Problem details »
Please return the records below unchanged, from the line containing "pixel 186 622." through the line containing "pixel 1123 185", with both of those lines included.

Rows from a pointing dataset
================================

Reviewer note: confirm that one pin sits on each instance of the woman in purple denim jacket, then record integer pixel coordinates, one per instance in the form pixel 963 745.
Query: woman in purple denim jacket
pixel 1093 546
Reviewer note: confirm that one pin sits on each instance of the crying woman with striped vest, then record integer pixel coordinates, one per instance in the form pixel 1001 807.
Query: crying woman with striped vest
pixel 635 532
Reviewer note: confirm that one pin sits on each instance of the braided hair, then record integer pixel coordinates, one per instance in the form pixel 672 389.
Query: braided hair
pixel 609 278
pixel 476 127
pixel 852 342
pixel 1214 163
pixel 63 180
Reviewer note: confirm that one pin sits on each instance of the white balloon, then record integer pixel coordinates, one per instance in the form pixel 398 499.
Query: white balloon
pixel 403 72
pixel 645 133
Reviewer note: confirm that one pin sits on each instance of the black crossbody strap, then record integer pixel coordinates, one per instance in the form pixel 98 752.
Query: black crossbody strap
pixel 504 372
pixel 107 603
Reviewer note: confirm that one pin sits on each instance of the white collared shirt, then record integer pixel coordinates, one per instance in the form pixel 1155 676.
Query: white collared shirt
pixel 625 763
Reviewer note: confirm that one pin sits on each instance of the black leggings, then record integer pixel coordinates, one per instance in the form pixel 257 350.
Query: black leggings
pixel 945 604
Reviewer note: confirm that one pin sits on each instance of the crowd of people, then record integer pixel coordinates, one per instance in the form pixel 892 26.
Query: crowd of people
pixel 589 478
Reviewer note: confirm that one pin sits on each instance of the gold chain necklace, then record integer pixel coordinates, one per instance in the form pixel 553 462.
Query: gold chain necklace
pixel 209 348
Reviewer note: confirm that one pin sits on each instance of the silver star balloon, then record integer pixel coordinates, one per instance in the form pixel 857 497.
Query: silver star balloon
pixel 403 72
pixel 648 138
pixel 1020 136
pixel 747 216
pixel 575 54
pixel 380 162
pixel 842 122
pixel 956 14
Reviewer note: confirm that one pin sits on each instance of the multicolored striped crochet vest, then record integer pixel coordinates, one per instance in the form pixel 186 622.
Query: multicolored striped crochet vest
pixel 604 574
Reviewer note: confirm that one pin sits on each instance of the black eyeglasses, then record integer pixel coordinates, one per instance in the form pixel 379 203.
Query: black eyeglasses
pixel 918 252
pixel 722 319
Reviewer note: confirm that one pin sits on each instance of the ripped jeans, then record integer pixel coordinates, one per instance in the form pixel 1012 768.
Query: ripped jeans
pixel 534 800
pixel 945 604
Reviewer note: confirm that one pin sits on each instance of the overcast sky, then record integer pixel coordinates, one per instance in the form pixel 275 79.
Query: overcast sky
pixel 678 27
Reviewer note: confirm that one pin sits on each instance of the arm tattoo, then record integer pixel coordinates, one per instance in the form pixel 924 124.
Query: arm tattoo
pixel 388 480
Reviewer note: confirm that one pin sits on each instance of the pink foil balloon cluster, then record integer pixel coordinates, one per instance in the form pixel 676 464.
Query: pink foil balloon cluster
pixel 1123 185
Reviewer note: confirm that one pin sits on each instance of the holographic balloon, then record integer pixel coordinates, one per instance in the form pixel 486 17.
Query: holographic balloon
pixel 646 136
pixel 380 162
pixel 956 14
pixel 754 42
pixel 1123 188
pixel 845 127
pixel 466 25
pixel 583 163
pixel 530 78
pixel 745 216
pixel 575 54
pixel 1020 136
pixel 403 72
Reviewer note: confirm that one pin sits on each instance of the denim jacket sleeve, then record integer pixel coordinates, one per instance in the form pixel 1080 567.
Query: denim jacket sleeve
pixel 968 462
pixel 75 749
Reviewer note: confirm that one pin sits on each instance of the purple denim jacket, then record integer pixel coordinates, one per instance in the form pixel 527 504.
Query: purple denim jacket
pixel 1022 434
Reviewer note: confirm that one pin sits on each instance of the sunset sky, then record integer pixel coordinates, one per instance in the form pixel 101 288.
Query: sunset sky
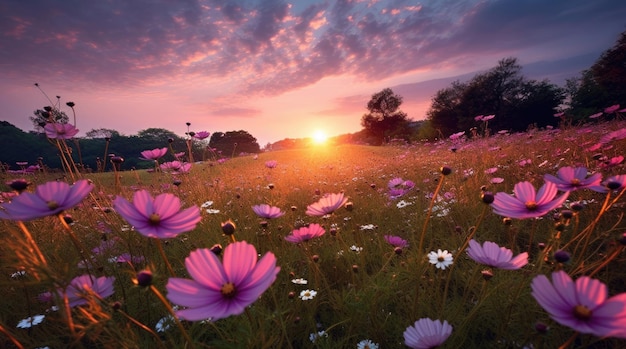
pixel 277 69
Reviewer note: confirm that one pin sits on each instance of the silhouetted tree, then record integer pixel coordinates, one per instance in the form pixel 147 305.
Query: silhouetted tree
pixel 384 120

================================

Answer in full »
Reviewer note: confirm that one pin sits on each instance of the multicolored striped crochet vest, then record integer pixel coordinates, one per instance in the form pixel 186 622.
Query: multicolored striped crochet vest
pixel 604 574
Reviewer note: confirm that one pin sits on each instance of the black eyeglasses, then record integer pixel coordinates, one per instance in the form pixel 379 203.
Query: black eyeglasses
pixel 918 252
pixel 722 319
Reviewer note: confirm that one pin sits on each instance of the ripped jeans, then record integer pixel coordinates, one per instance in the form pixel 1012 768.
Query: ripped jeans
pixel 534 800
pixel 945 604
Reviewer note: confirm that one pin sits on each instance of the overcast sky, then record integer pixel coordinates, one per instance in the form pixel 275 79.
Query: overcast sky
pixel 678 27
Reviewer note: confirm that one pin sits on each instance of the arm tattoo, then record integer pixel coordinates, one per instance in the form pixel 924 124.
Query: arm tattoo
pixel 388 480
Reviewer note: confirm that one pin sits on each instance of the pink foil balloon cluster, then record integer pixel coordinates, one per instance in the form pixel 676 464.
Query: pink foil balloon cluster
pixel 1123 185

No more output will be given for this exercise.